# [TASK INPUTS]
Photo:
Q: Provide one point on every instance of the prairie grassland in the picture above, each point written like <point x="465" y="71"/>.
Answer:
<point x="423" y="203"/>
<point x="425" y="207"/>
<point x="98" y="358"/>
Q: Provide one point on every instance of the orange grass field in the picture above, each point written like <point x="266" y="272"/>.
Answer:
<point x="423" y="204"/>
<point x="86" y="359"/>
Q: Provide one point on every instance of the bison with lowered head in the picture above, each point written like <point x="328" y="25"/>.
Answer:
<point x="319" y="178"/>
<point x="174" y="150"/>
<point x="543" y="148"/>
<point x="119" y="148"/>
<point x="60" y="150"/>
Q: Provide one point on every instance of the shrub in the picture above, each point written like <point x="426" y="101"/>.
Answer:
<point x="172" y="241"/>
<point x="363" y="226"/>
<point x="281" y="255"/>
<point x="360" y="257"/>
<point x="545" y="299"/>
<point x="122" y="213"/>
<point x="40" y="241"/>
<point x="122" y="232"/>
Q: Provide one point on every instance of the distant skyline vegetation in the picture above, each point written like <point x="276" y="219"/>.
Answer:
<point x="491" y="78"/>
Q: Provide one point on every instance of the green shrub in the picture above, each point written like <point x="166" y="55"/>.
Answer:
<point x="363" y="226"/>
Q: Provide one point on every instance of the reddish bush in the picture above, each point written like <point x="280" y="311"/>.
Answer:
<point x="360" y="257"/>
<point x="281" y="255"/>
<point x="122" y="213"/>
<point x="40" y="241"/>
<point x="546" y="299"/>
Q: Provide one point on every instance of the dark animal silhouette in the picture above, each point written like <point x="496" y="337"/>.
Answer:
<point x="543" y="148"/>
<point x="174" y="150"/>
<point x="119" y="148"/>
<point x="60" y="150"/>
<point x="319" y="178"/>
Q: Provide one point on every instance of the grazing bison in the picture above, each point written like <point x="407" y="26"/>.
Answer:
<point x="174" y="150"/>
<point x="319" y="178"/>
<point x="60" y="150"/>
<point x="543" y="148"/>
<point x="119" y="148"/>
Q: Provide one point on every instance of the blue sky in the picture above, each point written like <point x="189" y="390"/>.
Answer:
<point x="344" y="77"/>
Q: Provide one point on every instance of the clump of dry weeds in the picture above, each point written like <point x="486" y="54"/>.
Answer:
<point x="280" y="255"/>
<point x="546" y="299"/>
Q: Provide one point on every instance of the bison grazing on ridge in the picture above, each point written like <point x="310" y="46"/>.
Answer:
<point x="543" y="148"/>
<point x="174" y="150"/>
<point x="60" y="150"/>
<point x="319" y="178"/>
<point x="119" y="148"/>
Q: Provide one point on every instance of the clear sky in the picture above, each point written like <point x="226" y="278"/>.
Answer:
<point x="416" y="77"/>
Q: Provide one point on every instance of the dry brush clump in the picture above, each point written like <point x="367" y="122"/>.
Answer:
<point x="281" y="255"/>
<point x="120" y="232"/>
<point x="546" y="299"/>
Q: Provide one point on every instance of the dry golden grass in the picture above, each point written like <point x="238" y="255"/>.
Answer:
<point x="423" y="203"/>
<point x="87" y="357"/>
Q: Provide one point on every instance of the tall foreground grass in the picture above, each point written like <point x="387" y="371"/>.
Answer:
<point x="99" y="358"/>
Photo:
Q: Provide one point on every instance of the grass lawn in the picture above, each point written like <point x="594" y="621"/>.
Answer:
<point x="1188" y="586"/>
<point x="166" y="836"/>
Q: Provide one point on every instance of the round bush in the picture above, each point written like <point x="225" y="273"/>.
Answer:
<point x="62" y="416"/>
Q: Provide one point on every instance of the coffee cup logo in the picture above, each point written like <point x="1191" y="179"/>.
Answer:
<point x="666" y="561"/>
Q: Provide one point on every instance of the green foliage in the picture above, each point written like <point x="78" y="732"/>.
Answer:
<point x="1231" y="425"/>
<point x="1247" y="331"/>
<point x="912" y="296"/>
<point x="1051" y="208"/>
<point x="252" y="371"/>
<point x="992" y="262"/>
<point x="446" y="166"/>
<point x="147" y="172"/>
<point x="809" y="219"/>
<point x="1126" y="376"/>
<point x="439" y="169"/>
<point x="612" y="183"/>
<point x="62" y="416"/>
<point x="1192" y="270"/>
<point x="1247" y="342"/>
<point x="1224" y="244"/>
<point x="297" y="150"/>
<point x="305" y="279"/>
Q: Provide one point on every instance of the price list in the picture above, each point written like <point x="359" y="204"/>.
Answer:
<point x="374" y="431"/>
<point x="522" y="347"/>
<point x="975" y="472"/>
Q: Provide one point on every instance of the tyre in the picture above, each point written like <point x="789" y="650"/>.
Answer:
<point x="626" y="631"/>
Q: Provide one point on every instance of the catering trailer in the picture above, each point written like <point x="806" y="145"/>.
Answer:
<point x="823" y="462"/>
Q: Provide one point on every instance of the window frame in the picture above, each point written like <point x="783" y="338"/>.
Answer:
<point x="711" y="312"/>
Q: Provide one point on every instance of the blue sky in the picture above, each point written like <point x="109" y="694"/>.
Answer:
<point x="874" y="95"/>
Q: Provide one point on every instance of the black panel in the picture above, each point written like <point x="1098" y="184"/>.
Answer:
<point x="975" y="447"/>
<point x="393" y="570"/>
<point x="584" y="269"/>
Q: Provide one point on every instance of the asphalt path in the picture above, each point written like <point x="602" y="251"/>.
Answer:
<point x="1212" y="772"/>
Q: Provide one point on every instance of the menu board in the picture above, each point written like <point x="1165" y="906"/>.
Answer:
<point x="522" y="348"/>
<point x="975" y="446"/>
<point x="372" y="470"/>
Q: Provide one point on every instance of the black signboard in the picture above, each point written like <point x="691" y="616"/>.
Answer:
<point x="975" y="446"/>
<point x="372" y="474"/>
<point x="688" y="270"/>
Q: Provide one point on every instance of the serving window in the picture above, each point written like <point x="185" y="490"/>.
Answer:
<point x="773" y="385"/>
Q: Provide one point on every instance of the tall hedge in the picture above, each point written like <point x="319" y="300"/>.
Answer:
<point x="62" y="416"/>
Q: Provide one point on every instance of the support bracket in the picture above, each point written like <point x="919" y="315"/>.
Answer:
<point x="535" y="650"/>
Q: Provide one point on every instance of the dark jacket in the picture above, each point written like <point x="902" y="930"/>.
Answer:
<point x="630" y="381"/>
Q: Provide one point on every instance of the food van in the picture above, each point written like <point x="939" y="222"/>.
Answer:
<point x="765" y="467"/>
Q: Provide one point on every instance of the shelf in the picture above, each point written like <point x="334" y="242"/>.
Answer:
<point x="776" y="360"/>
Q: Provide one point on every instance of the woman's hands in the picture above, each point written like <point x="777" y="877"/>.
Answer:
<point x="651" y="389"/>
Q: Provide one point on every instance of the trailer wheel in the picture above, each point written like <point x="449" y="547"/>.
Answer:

# [WORK INSTRUCTIONS]
Recopy the whole listing exactly.

# [RESULT OF THIS EXERCISE]
Photo:
Q: Provide one point on every instance of the prairie grassland in the picture above, each point written like <point x="465" y="71"/>.
Answer:
<point x="423" y="203"/>
<point x="425" y="207"/>
<point x="98" y="358"/>
Q: Provide one point on every instance of the orange grass field in the picture above, each point written like <point x="266" y="272"/>.
Answer:
<point x="423" y="204"/>
<point x="86" y="359"/>
Q: Provide one point on every instance of the bison with lowered head in the picture above, each point written like <point x="328" y="25"/>.
Answer:
<point x="319" y="178"/>
<point x="174" y="150"/>
<point x="543" y="148"/>
<point x="119" y="148"/>
<point x="60" y="150"/>
Q: Provide one point on every instance of the shrub in the picture above, each point written like <point x="426" y="101"/>.
Answer:
<point x="172" y="241"/>
<point x="363" y="226"/>
<point x="281" y="255"/>
<point x="360" y="257"/>
<point x="545" y="299"/>
<point x="122" y="213"/>
<point x="40" y="241"/>
<point x="122" y="232"/>
Q: Provide one point on every instance of the distant skyline vegetation in the picture above, each point written like <point x="276" y="219"/>.
Answer:
<point x="491" y="78"/>
Q: Provide one point on every instance of the green shrub in the picture above, each point written like <point x="166" y="55"/>.
Answer:
<point x="363" y="226"/>
Q: Provide one point on every instance of the reddish bush in the picture above, each point written like <point x="280" y="311"/>.
Answer:
<point x="360" y="257"/>
<point x="281" y="255"/>
<point x="122" y="213"/>
<point x="40" y="241"/>
<point x="546" y="299"/>
Q: Provide one point on every instance of the dark animal silhouette in the picture above, each point written like <point x="496" y="337"/>.
Answer:
<point x="543" y="148"/>
<point x="174" y="150"/>
<point x="119" y="148"/>
<point x="60" y="150"/>
<point x="319" y="178"/>
Q: Provide one point on every instance of the grazing bison in the picture above, each point written like <point x="407" y="26"/>.
Answer:
<point x="174" y="150"/>
<point x="319" y="178"/>
<point x="60" y="150"/>
<point x="543" y="148"/>
<point x="119" y="148"/>
Q: Provide one point on every instance of the blue sky in the picture above, each point written like <point x="189" y="390"/>.
Answer:
<point x="344" y="77"/>
Q: Provide one point on every instance of the clump of dry weeds in the picture above, each point written like <point x="486" y="54"/>.
Answer:
<point x="280" y="255"/>
<point x="546" y="299"/>
Q: Provide one point on every instance of the bison grazing on ridge in the picture above, each point written like <point x="310" y="46"/>.
Answer:
<point x="543" y="148"/>
<point x="174" y="150"/>
<point x="60" y="150"/>
<point x="319" y="178"/>
<point x="119" y="148"/>
Q: Provide one point on every instance of the clear sky in the picture above, each point written like <point x="226" y="278"/>.
Answer:
<point x="416" y="77"/>
Q: Provide one point on every instance of the dry brush clump in the picture above, each point written like <point x="367" y="122"/>.
Answer:
<point x="281" y="255"/>
<point x="120" y="232"/>
<point x="546" y="299"/>
Q: Provide one point on every instance of the dry golden grass in the picture above, each point written like <point x="238" y="255"/>.
Answer:
<point x="423" y="203"/>
<point x="87" y="357"/>
Q: Provide one point on every instance of the tall foreground grass in the picture above, each point written like <point x="387" y="371"/>.
Answer:
<point x="99" y="358"/>
Photo:
Q: Provide one point on every instance of the grass lawn in the picture above, each point written like <point x="594" y="621"/>.
Answer:
<point x="1188" y="586"/>
<point x="166" y="836"/>
Q: Provide one point on every instance of the round bush in the picture above, each point written like <point x="225" y="273"/>.
Answer:
<point x="62" y="416"/>
Q: Provide one point on every instance of the coffee cup logo in the picture above, each point written like <point x="1191" y="179"/>.
Answer:
<point x="666" y="561"/>
Q: Provide one point on every instance of the green foliage in the picture above, each point written like <point x="78" y="732"/>.
Answer:
<point x="1231" y="425"/>
<point x="1247" y="331"/>
<point x="912" y="296"/>
<point x="1051" y="208"/>
<point x="252" y="371"/>
<point x="992" y="262"/>
<point x="446" y="166"/>
<point x="147" y="172"/>
<point x="809" y="219"/>
<point x="1126" y="376"/>
<point x="439" y="169"/>
<point x="612" y="183"/>
<point x="62" y="416"/>
<point x="1192" y="270"/>
<point x="1247" y="342"/>
<point x="1224" y="244"/>
<point x="297" y="150"/>
<point x="305" y="279"/>
Q: Provide one point on every instance of the price list in the picture above, each point written like <point x="359" y="204"/>.
Answer:
<point x="374" y="431"/>
<point x="522" y="347"/>
<point x="975" y="472"/>
Q: Provide one point on every instance of the tyre in the picture above, each point written like <point x="789" y="650"/>.
Answer:
<point x="626" y="631"/>
Q: Provide one point on every instance of the catering trailer in the picture above, each point written like <point x="806" y="145"/>.
Answer:
<point x="823" y="462"/>
Q: Provide one point on every instance of the window frame in the picture above, each point written like <point x="783" y="338"/>.
Answer:
<point x="711" y="312"/>
Q: Provide one point on every instance of the blue sky in the picture above, each point written like <point x="109" y="694"/>.
Answer:
<point x="874" y="95"/>
Q: Provide one point on every instance of the black panel in the picture above, each point written like <point x="1098" y="184"/>.
Answer:
<point x="975" y="447"/>
<point x="393" y="570"/>
<point x="584" y="269"/>
Q: Provide one point on every instance of the asphalt path in the picture above, each point written like <point x="602" y="251"/>.
Answer:
<point x="1212" y="772"/>
Q: Provide one point on every instance of the menu board in the picture above, each point written like <point x="1165" y="906"/>.
Answer:
<point x="522" y="348"/>
<point x="975" y="446"/>
<point x="372" y="470"/>
Q: Provide one point on every instance of the black signboard in the picture above, each point written like <point x="691" y="616"/>.
Answer:
<point x="975" y="446"/>
<point x="372" y="474"/>
<point x="688" y="270"/>
Q: Provide one point on every instance of the serving window in the picture above, each point written like <point x="185" y="490"/>.
Answer:
<point x="773" y="385"/>
Q: Provide one point on every instance of the tall hedge in the picture above, each point written like <point x="319" y="300"/>.
Answer:
<point x="62" y="416"/>
Q: Provide one point on every instance of the support bracket in the picture above, each point written like <point x="919" y="315"/>.
Answer:
<point x="535" y="650"/>
Q: Provide one point on every instance of the dark jacket in the picture above, each point written like <point x="902" y="930"/>.
Answer:
<point x="630" y="381"/>
Q: Provide one point on every instance of the food van in the picture above, each point written like <point x="939" y="222"/>.
Answer:
<point x="765" y="467"/>
Q: Provide one point on every instance of the shelf in the picture above, each point written like <point x="334" y="242"/>.
Answer:
<point x="776" y="360"/>
Q: Provide one point on every instance of the woman's hands in the picture above, each point written like <point x="777" y="877"/>.
Answer:
<point x="651" y="389"/>
Q: Provide one point on every instance of the trailer wheel in the picture above, each point written like <point x="449" y="547"/>.
Answer:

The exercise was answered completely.